===== DATA SECTION =====

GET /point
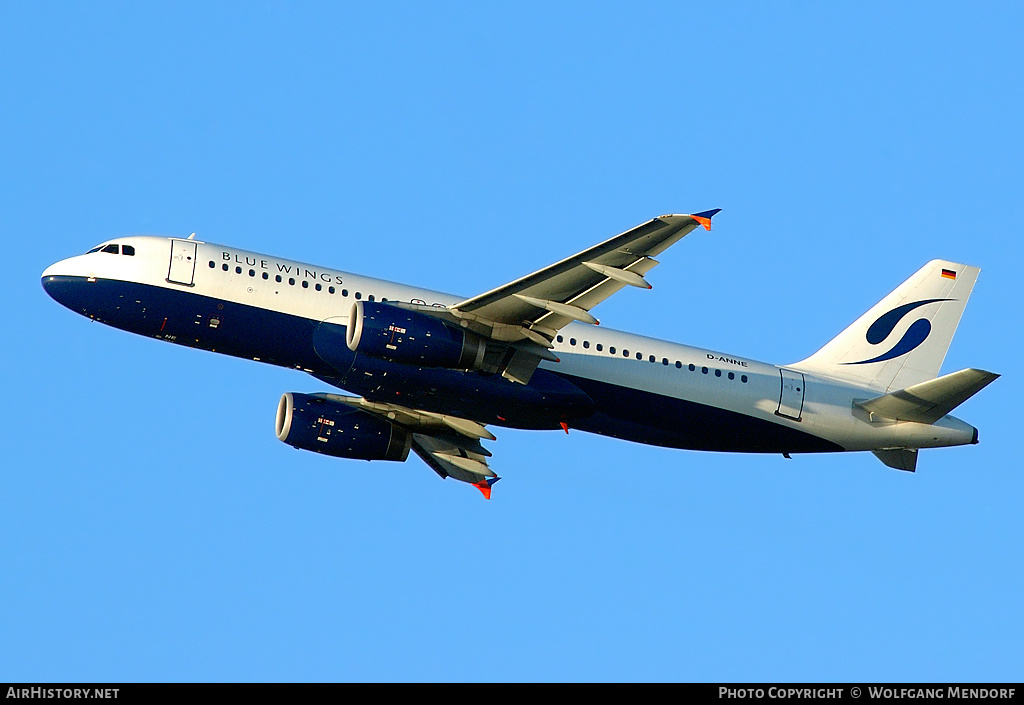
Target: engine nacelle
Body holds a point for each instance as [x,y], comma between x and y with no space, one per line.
[408,336]
[312,423]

=====

Copy every line of the records above verbatim, omitting the pictures.

GET /point
Target: engine nacelle
Body holds a point for each instance as [x,y], comma between x and y with no space, one per line.
[408,336]
[312,423]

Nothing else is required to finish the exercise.